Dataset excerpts
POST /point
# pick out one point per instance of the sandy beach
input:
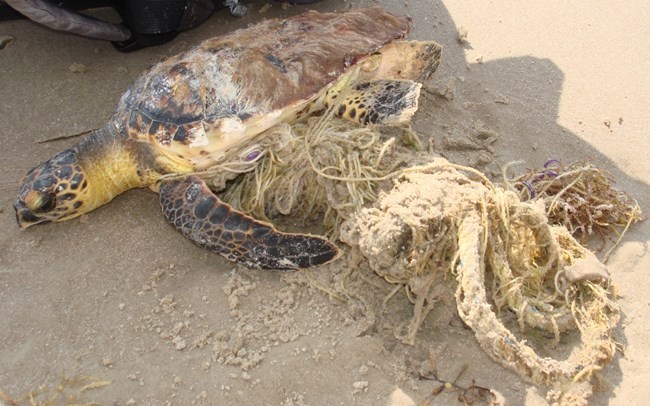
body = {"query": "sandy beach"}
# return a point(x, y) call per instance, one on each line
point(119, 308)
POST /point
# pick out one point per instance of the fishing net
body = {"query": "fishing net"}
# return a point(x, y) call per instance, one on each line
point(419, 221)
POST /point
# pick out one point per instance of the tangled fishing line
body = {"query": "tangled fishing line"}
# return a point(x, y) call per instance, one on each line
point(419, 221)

* * *

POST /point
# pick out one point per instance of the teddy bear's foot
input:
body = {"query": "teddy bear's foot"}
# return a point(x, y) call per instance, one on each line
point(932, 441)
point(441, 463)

● **Directions**: Number of lines above with the word "bear": state it alone.

● **Completed task**: 2